- _AIM OF THE EXERCISE_
Look through the data below, tally the lines where "acoustic" occurs, and write the total alone.

Records excerpted from a collection

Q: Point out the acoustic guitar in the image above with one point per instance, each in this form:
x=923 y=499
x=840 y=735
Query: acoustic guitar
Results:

- _EXERCISE RESULT_
2